Referring expression grounding data:
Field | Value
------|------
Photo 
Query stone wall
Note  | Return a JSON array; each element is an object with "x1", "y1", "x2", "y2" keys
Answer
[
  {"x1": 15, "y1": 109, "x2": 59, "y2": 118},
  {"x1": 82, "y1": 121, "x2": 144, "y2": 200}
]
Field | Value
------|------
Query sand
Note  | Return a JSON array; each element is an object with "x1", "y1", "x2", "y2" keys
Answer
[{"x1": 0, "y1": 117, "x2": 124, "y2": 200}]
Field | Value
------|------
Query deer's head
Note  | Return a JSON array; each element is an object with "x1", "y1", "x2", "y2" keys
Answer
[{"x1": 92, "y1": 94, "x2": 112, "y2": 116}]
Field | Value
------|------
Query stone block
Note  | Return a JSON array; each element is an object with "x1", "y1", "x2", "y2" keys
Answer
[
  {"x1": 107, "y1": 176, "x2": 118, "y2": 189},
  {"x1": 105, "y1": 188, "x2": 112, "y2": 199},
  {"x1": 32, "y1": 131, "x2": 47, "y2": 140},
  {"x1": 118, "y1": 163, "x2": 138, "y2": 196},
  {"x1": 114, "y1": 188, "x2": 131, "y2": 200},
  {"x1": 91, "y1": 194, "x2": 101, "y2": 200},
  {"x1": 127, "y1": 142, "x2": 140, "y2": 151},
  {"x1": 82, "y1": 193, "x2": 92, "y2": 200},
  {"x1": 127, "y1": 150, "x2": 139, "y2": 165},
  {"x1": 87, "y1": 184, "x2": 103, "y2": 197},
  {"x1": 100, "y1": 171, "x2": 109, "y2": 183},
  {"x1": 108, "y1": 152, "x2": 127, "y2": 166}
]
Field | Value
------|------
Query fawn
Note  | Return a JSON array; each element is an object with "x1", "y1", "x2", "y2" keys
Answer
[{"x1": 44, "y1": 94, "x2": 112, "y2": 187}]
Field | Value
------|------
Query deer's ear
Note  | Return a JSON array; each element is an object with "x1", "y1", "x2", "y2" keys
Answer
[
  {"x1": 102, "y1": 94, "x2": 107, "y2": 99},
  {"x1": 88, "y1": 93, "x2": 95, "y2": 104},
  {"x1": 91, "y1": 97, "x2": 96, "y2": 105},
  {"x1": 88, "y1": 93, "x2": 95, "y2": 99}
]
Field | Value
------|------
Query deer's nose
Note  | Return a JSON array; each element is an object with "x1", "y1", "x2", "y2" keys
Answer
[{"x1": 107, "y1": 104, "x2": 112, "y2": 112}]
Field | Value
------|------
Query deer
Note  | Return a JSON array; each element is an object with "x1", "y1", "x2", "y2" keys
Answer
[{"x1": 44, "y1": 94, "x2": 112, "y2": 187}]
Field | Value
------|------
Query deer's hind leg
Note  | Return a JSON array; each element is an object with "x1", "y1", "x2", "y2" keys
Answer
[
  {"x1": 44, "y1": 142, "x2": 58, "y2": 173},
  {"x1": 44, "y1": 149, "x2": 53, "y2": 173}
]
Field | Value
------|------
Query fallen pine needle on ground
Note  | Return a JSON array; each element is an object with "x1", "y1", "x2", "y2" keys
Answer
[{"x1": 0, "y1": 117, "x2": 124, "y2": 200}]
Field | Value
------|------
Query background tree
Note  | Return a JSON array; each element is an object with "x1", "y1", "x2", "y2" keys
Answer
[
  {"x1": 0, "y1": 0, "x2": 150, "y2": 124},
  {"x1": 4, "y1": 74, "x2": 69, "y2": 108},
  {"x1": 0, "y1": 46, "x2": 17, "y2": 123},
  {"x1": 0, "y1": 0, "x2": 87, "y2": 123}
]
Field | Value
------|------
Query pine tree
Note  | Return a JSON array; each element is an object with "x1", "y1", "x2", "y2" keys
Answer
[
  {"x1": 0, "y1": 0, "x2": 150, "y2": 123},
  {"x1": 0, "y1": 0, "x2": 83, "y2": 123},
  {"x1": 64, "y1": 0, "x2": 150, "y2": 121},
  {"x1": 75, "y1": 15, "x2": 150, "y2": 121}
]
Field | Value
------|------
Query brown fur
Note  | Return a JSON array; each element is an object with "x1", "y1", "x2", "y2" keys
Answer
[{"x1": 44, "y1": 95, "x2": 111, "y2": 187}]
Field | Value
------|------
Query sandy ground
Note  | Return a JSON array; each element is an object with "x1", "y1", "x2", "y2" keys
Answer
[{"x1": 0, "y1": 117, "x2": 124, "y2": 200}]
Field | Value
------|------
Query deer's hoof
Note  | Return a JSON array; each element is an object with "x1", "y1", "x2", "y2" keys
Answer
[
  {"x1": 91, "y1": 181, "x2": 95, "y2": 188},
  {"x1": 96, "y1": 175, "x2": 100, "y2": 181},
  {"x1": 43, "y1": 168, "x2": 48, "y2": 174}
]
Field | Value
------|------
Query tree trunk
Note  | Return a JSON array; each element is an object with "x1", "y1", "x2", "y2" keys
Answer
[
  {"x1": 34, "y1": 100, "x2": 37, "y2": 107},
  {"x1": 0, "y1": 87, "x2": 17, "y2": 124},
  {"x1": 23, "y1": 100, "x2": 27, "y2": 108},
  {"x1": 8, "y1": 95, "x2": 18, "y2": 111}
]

**WHAT THIS TASK INVOLVES:** The answer is each line from the entries above in which the word "pine" occurs.

**RESULT OF THE TASK:**
Query fallen pine needle on ground
Query pine tree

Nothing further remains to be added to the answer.